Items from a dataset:
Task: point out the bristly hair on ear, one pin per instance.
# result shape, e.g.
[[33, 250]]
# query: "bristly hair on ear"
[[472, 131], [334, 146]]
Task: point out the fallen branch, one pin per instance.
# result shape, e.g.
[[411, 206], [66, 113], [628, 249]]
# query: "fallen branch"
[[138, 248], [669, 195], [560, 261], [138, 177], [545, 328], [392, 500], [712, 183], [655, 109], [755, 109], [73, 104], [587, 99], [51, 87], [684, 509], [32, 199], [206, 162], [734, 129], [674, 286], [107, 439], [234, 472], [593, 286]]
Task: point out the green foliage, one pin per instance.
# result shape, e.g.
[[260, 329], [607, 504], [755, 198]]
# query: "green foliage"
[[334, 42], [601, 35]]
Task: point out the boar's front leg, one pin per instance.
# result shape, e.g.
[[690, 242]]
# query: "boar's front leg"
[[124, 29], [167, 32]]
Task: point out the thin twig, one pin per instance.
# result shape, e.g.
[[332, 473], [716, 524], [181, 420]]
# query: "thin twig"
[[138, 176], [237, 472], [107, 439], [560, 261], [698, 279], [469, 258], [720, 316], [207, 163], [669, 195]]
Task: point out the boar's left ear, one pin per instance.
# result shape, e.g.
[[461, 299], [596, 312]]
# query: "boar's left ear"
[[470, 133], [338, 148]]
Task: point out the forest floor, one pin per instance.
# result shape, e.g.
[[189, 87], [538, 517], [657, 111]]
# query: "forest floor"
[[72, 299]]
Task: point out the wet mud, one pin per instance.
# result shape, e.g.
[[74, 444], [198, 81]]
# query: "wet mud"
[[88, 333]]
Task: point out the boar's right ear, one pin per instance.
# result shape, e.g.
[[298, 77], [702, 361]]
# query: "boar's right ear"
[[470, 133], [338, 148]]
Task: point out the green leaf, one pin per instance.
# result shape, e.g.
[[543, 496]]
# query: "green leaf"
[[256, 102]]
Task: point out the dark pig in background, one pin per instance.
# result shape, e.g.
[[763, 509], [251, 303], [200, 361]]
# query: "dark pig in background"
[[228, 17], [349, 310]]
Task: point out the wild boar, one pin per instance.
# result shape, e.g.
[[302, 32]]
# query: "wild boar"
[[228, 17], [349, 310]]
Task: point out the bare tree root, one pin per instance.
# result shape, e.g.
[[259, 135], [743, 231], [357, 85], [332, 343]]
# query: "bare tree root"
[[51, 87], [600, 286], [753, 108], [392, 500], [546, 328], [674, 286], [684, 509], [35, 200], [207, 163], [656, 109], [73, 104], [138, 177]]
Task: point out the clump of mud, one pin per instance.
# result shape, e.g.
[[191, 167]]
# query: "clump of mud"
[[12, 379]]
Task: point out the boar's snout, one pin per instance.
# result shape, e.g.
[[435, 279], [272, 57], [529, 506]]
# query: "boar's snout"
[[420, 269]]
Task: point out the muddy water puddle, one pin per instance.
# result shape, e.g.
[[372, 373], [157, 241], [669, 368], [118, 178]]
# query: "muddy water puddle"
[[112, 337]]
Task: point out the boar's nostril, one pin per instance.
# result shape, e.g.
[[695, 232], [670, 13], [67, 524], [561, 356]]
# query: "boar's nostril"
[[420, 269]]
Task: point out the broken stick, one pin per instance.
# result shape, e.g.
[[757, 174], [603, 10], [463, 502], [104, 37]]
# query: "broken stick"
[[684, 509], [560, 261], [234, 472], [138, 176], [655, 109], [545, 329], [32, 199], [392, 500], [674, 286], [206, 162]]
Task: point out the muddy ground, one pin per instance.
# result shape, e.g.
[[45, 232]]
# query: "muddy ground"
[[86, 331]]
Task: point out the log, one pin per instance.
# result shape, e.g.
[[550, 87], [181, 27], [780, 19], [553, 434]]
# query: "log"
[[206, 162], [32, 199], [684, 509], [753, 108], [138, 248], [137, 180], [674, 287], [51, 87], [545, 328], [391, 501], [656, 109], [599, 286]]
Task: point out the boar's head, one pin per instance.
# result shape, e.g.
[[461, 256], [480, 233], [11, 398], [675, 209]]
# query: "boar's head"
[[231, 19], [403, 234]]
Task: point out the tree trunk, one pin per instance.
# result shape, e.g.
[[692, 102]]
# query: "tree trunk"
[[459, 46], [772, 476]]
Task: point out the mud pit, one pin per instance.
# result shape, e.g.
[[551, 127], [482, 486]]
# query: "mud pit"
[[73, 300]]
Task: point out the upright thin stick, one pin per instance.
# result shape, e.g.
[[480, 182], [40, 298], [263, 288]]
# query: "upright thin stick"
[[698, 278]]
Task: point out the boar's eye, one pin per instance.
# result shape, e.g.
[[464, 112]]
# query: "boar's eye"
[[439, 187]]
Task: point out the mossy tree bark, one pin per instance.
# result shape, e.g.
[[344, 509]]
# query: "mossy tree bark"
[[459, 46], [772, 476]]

> **Work order**
The lines to copy run from the first line of the entries to the line containing "[[411, 206], [66, 113], [628, 249]]"; copy them exactly and output nothing else.

> **Result of the task**
Task: point out the bristly hair on ear, one pin per instance.
# result shape, e.g.
[[33, 250]]
# query: "bristly hair on ear"
[[472, 131], [334, 146]]
Task: point out the fallen branch, one pin per instance.
# result shape, e.g.
[[411, 206], [66, 113], [628, 249]]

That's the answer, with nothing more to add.